Print each row below word for word, leaving out any pictures.
>> begin LISTED RECORDS
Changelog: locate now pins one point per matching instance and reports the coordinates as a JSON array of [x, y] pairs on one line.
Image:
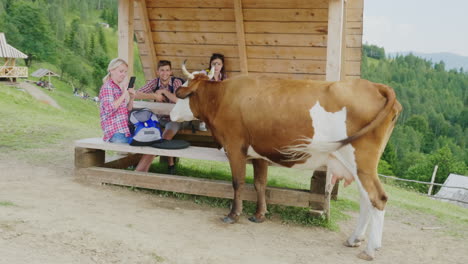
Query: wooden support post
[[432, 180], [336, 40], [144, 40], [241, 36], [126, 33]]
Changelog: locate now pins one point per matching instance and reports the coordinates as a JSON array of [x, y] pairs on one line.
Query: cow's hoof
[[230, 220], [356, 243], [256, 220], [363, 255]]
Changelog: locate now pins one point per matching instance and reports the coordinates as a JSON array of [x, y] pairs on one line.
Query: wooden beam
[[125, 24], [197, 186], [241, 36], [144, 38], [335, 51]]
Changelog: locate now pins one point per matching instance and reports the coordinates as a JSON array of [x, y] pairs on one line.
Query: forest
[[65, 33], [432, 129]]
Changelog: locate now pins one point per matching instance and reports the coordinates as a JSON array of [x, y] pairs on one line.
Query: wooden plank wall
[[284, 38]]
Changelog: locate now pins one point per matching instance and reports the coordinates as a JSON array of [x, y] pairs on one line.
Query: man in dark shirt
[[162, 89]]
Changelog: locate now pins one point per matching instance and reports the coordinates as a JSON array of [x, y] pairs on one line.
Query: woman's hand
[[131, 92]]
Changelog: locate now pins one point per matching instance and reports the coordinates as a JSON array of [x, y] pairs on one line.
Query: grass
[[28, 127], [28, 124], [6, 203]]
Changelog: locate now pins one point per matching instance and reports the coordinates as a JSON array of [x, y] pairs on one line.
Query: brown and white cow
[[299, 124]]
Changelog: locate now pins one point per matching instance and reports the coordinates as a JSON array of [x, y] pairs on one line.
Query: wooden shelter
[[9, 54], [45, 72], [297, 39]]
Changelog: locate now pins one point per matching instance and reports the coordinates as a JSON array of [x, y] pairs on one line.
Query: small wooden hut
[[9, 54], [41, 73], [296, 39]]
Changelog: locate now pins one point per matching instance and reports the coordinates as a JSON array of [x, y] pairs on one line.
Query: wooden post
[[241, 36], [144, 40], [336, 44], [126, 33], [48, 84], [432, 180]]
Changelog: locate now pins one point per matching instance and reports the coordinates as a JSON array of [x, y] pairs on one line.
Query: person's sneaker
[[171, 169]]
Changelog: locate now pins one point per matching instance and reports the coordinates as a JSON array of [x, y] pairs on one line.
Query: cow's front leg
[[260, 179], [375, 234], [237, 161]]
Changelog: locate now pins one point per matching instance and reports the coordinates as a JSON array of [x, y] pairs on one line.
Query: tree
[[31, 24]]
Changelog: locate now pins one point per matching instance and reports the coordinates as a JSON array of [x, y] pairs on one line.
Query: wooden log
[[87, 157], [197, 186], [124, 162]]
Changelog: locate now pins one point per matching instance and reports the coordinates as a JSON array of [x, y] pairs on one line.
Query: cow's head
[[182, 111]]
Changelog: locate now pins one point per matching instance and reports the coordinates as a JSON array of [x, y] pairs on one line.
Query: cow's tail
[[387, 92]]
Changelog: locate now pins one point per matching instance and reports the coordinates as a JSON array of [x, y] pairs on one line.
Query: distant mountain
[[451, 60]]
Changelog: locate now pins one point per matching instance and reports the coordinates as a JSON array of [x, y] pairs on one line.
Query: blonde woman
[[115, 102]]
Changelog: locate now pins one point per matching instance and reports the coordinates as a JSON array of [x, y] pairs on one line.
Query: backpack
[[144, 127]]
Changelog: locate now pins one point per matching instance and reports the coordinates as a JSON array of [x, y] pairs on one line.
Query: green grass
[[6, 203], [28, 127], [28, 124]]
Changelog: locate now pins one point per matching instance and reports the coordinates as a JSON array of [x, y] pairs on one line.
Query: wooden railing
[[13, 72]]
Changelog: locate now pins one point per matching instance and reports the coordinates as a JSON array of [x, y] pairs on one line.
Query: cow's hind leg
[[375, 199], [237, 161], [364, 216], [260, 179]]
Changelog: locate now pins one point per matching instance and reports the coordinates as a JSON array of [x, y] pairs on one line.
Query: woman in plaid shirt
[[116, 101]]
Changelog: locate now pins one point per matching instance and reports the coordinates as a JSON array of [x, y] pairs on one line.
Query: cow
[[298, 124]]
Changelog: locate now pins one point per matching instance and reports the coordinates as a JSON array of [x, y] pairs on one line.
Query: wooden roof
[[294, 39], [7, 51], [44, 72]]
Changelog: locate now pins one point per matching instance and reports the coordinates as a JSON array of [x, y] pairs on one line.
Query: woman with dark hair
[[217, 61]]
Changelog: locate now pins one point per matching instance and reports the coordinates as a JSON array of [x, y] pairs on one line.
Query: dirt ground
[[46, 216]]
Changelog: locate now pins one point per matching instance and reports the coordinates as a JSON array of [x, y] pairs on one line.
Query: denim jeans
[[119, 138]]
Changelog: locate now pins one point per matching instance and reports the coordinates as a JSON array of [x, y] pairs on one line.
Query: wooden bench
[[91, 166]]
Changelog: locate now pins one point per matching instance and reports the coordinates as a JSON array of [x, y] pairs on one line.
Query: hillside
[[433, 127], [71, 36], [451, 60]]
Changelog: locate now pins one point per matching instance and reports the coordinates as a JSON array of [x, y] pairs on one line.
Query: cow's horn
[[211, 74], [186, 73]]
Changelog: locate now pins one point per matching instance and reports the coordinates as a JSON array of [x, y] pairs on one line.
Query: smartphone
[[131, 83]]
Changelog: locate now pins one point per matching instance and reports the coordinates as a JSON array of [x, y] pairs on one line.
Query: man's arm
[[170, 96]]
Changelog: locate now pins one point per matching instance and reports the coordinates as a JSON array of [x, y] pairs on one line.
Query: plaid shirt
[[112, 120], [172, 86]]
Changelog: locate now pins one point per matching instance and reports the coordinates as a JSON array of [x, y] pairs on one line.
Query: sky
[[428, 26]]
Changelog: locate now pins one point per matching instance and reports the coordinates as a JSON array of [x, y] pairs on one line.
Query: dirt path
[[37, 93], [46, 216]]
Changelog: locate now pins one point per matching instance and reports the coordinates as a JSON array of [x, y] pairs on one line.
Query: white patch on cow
>> end LISTED RECORDS
## FINAL ANSWER
Changelog: locate now pins one point per matching instance and reports the coordinates as a JSON array of [x, y] pairs on one line.
Image:
Query: wooden support post
[[432, 180], [336, 40], [144, 40], [241, 36], [126, 33]]
Changelog: locate now pins one point per matching instance and reports the coordinates as a JSON array of [x, y] pairs on one line.
Query: cow's hoof
[[230, 220], [356, 243], [256, 220], [363, 255]]
Changelog: locate now pins one point per matching instance and reports the coordinates as a JSON array of [x, y] pairs on one line.
Query: wooden beam
[[125, 24], [197, 186], [241, 36], [144, 38], [335, 51]]
Changelog: locate now pins one point per matching instance and reports the coordinates as a JSON array of [x, y] pairs on one line.
Query: forest
[[65, 33], [432, 129]]
Changelog: locate now pins one point per matching instance and reports the coordinates as a JSON array of [x, y] pairs on one line.
Query: wooden plank wall
[[284, 38]]
Changelog: locate now pins one point per matching instance and reports the coordinates as a JSON array of [x, y] pairs on one line.
Query: man in dark shirt
[[162, 89]]
Changelog: locate now pins one point per matching instance and reports the coordinates as a JSON array of [x, y] pairs on one line.
Query: woman's hand
[[131, 92]]
Changelog: locate now pins one point per matching instance and reports the coordinates as a JSON array of [x, y] pairs on one line.
Query: grass
[[28, 127], [28, 124], [6, 203]]
Changelog: locate now pins one point per matching instance and reports the coordinates as a JSON array of [x, y] pairs on one line.
Query: brown and white cow
[[299, 124]]
Changelog: locate now pins one point per matching instance and reports the coordinates as a JSON array of [x, y] pairs on one line.
Query: wooden shelter
[[9, 54], [45, 72], [297, 39]]
Changelog: locate now pins one point per matching instance and reports the coordinates as a JSON array of [x, y] pairs on one line.
Query: small wooden hut
[[9, 54], [41, 73], [296, 39]]
Changelog: locate now pins one point per matching instance and reports the coordinates as a JSON array of [x, y] pairs on one line.
Query: wooden post
[[241, 36], [144, 40], [336, 44], [126, 33], [48, 84], [432, 180]]
Changelog: locate now pins one point per matching instance and reports the coordinates as a JSON array of [x, y] pairs on one line.
Query: person's sneaker
[[171, 169]]
Changelog: locate now pins one point per matching instance and reports the coordinates as a JSON array of [x, y] pairs on one line.
Query: cow's front leg
[[260, 179], [375, 234], [237, 161]]
Changelog: locate now pins one point per matching instance and reports the coordinates as a JSON array of [x, y] pairs on one line.
Query: tree
[[31, 24]]
Changelog: locate now pins one point per matching instance and reports the coordinates as a JSON array of [x, y] pairs on one line.
Query: wooden log
[[87, 157], [197, 186], [124, 162]]
Changelog: locate now pins one point per matching instance and reports the coordinates as a JSON array of [x, y] pairs on one line.
Query: cow's head
[[182, 111]]
Changelog: locate now pins one point per matching instance and reports the coordinates as a JSON array of [x, y] pairs on one line.
Query: cow's tail
[[387, 92]]
Changelog: locate now pins one point per matching instance and reports the coordinates as a JSON array of [x, y] pairs on one line.
Query: distant mountain
[[451, 60]]
Changelog: locate now pins one point per matching instance and reports the coordinates as a JSON array of [x, y] pairs on one line.
Query: blonde woman
[[115, 102]]
Changelog: locate now pins one point per matching instance and reports the coordinates as a JSON array of [x, y] pairs on one line.
Query: backpack
[[144, 127]]
Changelog: locate now pins one point per matching instance and reports the coordinates as a JSON array of [x, y] pairs on one line.
Query: green grass
[[6, 203], [28, 127], [28, 124]]
Changelog: locate now pins one point per matching instance and reports the coordinates as a JSON array of [x, y] pairs on one line.
Query: wooden railing
[[13, 72]]
Changelog: locate now pins one point per matching instance and reports the coordinates as a JSON array of [x, y] pairs on one line.
Query: cow's hind leg
[[375, 199], [237, 161], [364, 216], [260, 179]]
Changelog: locate now pins one point per matching instance and reports the coordinates as a JSON array of [x, y] pairs on one line.
Query: woman in plaid shirt
[[116, 101]]
Changelog: locate now pins one point per matching instance and reports the coordinates as a JSON array of [x, y] pairs on one line.
Query: cow
[[298, 124]]
Changelog: locate now pins one point per matching instance and reports the coordinates as a JSON array of [x, y] pairs on one line.
Query: wooden roof
[[294, 39], [7, 51], [44, 72]]
Changelog: locate now pins one point per matching instance and reports the coordinates as a JSON array of [x, y] pairs on one line.
Query: woman with dark hair
[[217, 61]]
Changelog: locate now pins one point per matching instance and reports the coordinates as a JSON array of [x, y] pairs on one line.
Query: dirt ground
[[46, 216]]
Changelog: locate now pins one point per matching instance and reports the coordinates as a JSON array of [x, y] pairs on one line.
Query: denim jeans
[[119, 138]]
Changelog: locate now pins one point per matching instance and reports the coordinates as a JSON array of [x, y] pairs on one line.
Query: wooden bench
[[91, 166]]
Changelog: locate now pins one point per matching instance and reports the coordinates as a JSON array of [x, y] pairs on one line.
Query: hillside
[[433, 127], [71, 36], [451, 60]]
Changelog: locate now pins one point per matching instance and reports the coordinates as a JSON array of [x, y] pairs on one line.
Query: cow's horn
[[211, 74], [186, 73]]
Changelog: locate now pins one point per matching instance and reports the coordinates as a JSON array of [x, y] pairs on one line.
Query: smartphone
[[131, 83]]
Changelog: locate now pins one point per matching instance and reports the coordinates as a JSON array of [x, y] pairs on one line.
Query: man's arm
[[170, 96]]
Changelog: locate now pins one point per matching instance and reports the coordinates as a JSON array of [x, y] pairs on one line.
Query: plaid shirt
[[112, 120], [172, 86]]
Changelog: locate now pins one point per matching instance and reports the coordinates as a JSON array of [x, y] pairs on one line.
Query: sky
[[428, 26]]
Changelog: locate now pins one point per matching instance and reports the coordinates as a JSON array of [x, y] pairs on one line.
Query: dirt path
[[37, 93], [46, 216]]
Changelog: locate now pins one point per matching instance and reports the coordinates as a JSON array of [x, y] pairs on one line.
Query: white patch on cow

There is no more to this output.